__Document extract__.
'''
Abstract

It started with two patients. These were surgical triumphs: Patients who had undergone open radical prostatectomy in 1998 with impeccable results—no transfusion, no complications, continent, potent and with undetectable prostate-specific antigen levels. These men had achieved the “trifecta,” although we had not realized it; the word would not enter the prostate cancer world for quite a few years yet. Ralph Clayman had introduced laparoscopy for renal surgery in 1990, but it had not yet become standard of care. I asked the patients, “What do you think about using laparoscopic surgery for prostate cancer.” They said, “Yes, we wish you had used it on us.” I was stunned. These men had stellar outcomes, what more could they possibly want? “Did I not do right by you?” I asked them. One said, “Yes, doctor, but you cost me $300 million in lost revenue.” He was a prominent contractor in commercial real estate, and many of the contracts he got depended on the confidence and body language that he was able to project during the deal-making process. In the 6 to 12 weeks after his open radical prostatectomy, he thought he was missing a beat, and his customers picked up on it. Hence the $300 million in lost contracts. The second patient rolled up his trousers. On one knee was a healed scar from an open knee operation, on the other, a small incision from arthroscopic surgery. Same procedure, same outcomes, but totally different recuperation! Case closed.
'''
__Dataset entries__.
'''
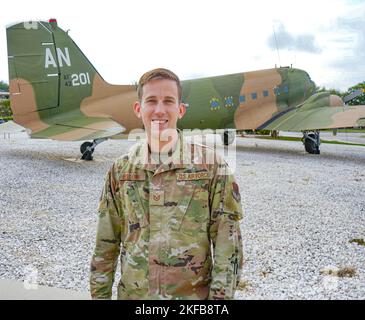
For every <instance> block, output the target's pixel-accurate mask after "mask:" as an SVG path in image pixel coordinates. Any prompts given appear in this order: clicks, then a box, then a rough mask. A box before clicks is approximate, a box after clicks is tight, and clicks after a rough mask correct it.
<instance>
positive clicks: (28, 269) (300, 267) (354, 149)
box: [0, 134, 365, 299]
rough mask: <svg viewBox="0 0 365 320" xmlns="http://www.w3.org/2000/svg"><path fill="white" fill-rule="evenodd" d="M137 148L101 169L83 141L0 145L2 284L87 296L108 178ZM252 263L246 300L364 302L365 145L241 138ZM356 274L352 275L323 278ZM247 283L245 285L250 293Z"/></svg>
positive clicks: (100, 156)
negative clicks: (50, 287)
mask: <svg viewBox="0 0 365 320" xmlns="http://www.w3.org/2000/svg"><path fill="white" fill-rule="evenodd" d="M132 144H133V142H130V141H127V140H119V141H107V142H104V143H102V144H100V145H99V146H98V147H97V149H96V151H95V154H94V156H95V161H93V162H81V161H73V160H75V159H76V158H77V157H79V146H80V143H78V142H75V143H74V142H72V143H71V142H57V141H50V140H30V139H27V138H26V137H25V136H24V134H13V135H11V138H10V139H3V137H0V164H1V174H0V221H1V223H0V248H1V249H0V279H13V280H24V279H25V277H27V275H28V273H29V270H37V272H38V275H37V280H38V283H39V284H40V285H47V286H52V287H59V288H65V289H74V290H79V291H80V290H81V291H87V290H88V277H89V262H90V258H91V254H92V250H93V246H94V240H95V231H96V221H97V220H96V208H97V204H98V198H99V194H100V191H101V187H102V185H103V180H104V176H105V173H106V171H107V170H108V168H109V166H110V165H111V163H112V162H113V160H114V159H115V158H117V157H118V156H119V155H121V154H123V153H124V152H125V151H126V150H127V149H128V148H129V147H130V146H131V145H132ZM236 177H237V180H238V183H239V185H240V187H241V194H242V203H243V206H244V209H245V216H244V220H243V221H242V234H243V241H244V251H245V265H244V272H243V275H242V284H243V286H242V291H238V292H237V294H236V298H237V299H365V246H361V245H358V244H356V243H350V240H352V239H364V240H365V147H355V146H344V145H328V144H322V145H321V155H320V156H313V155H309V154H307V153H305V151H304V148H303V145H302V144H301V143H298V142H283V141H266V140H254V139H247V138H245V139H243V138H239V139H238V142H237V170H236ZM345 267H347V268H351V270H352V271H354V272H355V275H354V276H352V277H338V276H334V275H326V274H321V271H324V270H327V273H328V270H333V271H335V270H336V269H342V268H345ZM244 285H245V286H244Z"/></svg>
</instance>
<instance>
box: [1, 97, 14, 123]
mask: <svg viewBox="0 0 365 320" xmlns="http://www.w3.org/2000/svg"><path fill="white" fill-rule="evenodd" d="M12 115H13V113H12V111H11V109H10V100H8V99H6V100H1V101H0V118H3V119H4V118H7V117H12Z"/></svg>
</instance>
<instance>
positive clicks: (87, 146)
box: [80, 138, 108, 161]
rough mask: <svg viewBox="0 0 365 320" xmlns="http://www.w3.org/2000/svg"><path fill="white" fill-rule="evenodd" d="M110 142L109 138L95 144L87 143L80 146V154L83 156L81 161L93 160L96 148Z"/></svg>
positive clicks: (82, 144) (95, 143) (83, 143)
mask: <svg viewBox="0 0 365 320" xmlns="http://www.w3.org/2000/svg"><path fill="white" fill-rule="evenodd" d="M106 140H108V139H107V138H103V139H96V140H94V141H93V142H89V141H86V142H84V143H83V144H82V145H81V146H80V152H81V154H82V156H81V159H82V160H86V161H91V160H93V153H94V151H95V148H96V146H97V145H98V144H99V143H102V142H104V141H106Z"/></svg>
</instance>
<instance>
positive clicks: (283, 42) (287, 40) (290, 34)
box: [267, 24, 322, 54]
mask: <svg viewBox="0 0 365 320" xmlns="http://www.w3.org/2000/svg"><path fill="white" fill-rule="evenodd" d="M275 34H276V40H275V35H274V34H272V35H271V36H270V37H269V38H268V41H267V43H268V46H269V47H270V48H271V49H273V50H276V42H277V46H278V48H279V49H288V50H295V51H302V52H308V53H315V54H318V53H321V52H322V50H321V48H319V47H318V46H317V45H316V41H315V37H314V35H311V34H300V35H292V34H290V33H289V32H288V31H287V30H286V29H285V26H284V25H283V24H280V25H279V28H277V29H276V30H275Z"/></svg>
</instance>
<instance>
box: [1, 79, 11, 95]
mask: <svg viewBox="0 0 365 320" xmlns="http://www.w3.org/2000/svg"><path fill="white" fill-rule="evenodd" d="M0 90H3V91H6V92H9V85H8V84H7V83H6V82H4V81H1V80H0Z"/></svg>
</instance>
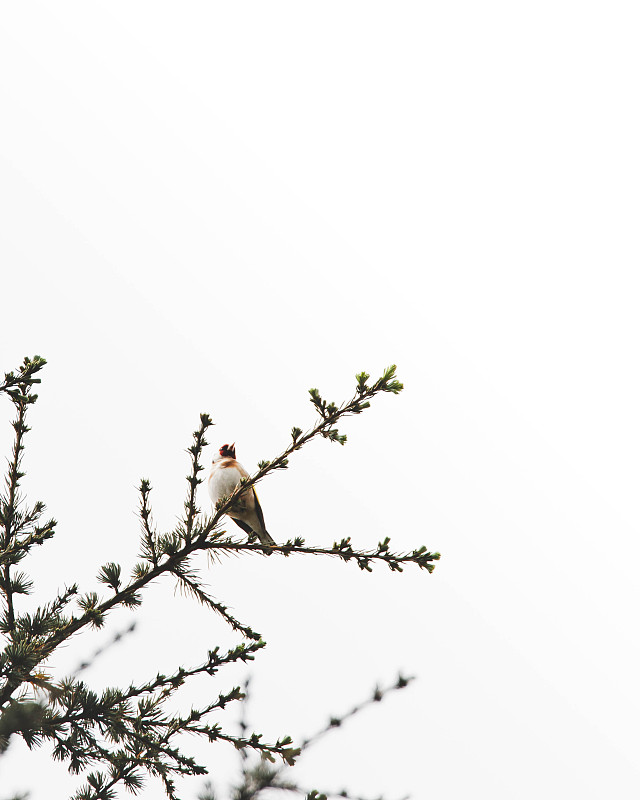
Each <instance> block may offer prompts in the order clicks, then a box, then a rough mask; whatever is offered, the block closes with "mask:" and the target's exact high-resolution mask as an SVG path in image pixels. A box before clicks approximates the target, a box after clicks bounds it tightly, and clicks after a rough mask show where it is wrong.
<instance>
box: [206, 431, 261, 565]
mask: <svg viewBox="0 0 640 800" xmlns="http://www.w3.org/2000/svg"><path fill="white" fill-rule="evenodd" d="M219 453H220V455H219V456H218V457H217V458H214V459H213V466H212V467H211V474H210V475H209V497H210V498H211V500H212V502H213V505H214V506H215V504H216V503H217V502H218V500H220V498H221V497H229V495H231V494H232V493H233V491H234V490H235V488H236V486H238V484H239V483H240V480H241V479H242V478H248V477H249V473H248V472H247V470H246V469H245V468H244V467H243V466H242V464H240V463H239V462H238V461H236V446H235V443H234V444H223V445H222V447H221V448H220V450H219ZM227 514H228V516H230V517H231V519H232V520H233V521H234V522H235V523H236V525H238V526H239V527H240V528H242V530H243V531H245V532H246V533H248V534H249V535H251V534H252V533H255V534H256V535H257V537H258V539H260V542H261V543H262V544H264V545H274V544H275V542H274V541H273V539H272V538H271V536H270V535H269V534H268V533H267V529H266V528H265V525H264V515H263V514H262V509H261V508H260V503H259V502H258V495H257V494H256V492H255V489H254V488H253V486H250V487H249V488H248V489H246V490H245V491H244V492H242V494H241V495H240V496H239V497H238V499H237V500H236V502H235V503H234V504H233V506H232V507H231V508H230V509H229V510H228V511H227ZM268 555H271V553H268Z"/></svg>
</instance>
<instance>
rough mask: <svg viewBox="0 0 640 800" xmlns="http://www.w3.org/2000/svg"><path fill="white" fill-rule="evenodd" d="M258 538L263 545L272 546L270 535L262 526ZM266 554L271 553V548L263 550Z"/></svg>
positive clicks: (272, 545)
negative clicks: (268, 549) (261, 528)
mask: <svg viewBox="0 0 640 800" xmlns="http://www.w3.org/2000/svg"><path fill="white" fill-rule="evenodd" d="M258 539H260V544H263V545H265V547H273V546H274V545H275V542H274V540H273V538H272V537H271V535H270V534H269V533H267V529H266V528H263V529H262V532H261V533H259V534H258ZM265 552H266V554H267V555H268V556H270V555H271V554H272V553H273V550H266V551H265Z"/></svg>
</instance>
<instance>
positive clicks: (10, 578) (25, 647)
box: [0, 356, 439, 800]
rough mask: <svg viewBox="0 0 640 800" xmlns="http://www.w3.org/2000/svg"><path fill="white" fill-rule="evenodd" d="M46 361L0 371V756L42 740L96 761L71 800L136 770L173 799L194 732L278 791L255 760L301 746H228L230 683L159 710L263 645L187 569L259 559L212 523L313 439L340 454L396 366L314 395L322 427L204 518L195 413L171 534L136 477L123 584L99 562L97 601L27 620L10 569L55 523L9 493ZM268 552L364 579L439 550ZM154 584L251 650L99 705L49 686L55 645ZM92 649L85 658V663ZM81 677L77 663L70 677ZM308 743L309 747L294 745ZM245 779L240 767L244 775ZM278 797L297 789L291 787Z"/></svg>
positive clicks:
'''
__Work instruction__.
Answer these questions about the abstract:
1. In what year did the two patients have open radical prostatectomy?
2. Who introduced laparoscopy for renal surgery, and in what year?
3. How much lost revenue did the contractor say the operation cost him?
The entries come from a different source than the abstract.

__Task solution__.
1. 1998.
2. Ralph Clayman, in 1990.
3. $300 million.